• **Exercise directions**
Retype each entry exactly. Skip any pictures.
─── Supplied data
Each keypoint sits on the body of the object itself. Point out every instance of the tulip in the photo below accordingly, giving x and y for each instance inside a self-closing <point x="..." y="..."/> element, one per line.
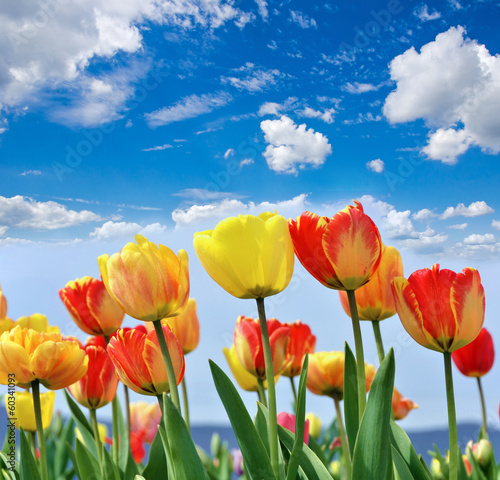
<point x="32" y="355"/>
<point x="249" y="349"/>
<point x="443" y="311"/>
<point x="91" y="307"/>
<point x="248" y="256"/>
<point x="138" y="360"/>
<point x="24" y="413"/>
<point x="476" y="360"/>
<point x="149" y="282"/>
<point x="98" y="386"/>
<point x="287" y="420"/>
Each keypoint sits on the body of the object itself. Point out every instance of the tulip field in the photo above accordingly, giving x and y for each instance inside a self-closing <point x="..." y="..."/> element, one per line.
<point x="251" y="258"/>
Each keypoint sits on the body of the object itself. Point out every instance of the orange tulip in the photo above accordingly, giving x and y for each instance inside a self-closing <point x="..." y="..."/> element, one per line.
<point x="249" y="349"/>
<point x="139" y="363"/>
<point x="91" y="306"/>
<point x="46" y="357"/>
<point x="149" y="282"/>
<point x="300" y="342"/>
<point x="98" y="386"/>
<point x="342" y="252"/>
<point x="476" y="359"/>
<point x="442" y="310"/>
<point x="374" y="300"/>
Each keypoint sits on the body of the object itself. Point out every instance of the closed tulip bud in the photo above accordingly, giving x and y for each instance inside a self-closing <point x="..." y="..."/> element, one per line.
<point x="24" y="413"/>
<point x="374" y="300"/>
<point x="442" y="310"/>
<point x="248" y="345"/>
<point x="98" y="386"/>
<point x="47" y="357"/>
<point x="149" y="282"/>
<point x="476" y="359"/>
<point x="266" y="266"/>
<point x="91" y="307"/>
<point x="342" y="252"/>
<point x="139" y="362"/>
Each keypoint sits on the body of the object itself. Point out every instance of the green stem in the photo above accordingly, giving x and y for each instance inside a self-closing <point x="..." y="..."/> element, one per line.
<point x="294" y="391"/>
<point x="261" y="392"/>
<point x="452" y="418"/>
<point x="186" y="404"/>
<point x="343" y="440"/>
<point x="172" y="381"/>
<point x="114" y="420"/>
<point x="483" y="407"/>
<point x="271" y="391"/>
<point x="95" y="427"/>
<point x="378" y="341"/>
<point x="39" y="429"/>
<point x="360" y="357"/>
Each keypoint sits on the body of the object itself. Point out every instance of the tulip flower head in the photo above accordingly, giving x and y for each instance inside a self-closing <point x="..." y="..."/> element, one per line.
──────
• **Written reply**
Each keypoint sits on the body of the object itself. Point out every instance of the tulip in the photo below accordingly, giving x and y for each instance inside a self-closing <point x="..." y="..."/> element, one per line.
<point x="32" y="355"/>
<point x="249" y="349"/>
<point x="443" y="311"/>
<point x="91" y="307"/>
<point x="248" y="256"/>
<point x="138" y="360"/>
<point x="24" y="413"/>
<point x="476" y="360"/>
<point x="149" y="282"/>
<point x="98" y="386"/>
<point x="287" y="420"/>
Each keypoint sits on the body of the object itself. Point out every instance of the tulip field in the photo above accordingly, giving x and y for each instance inside a self-closing <point x="..." y="..."/> element, one per line.
<point x="251" y="258"/>
Each keypoint sits on the body of the object itself. Point out every instance of the orange tulip in the photo above accordingly, giving x and y for each instance inside a self-closing <point x="..." y="..."/> element, one per line.
<point x="249" y="349"/>
<point x="139" y="363"/>
<point x="91" y="306"/>
<point x="46" y="357"/>
<point x="149" y="282"/>
<point x="300" y="342"/>
<point x="98" y="386"/>
<point x="342" y="252"/>
<point x="476" y="359"/>
<point x="442" y="310"/>
<point x="374" y="300"/>
Each keypoint sits on the body of the object itself. Point out every instance of the closed tulip bud in the photo above accordingly, giving x and y for each instance inside a self-closing <point x="..." y="..."/> element, one per line.
<point x="24" y="413"/>
<point x="374" y="300"/>
<point x="442" y="310"/>
<point x="248" y="345"/>
<point x="98" y="386"/>
<point x="47" y="357"/>
<point x="149" y="282"/>
<point x="476" y="359"/>
<point x="266" y="266"/>
<point x="91" y="307"/>
<point x="342" y="252"/>
<point x="139" y="362"/>
Each keypoint sits on the body of the object itself. Point out every instance of the green stem in the photo above accordingly, giving x and y for each instance inside a self-closing <point x="..." y="..."/> element, one per line.
<point x="294" y="391"/>
<point x="261" y="392"/>
<point x="452" y="418"/>
<point x="186" y="404"/>
<point x="343" y="440"/>
<point x="172" y="381"/>
<point x="114" y="420"/>
<point x="483" y="407"/>
<point x="271" y="391"/>
<point x="95" y="427"/>
<point x="378" y="341"/>
<point x="39" y="429"/>
<point x="360" y="357"/>
Each keypoint sits on the body of the object itself. Point out every instance of the tulip flower head in the photo above accordingly, giving x and y for each instance inside a self-closing <point x="..." y="..."/> element, one per line.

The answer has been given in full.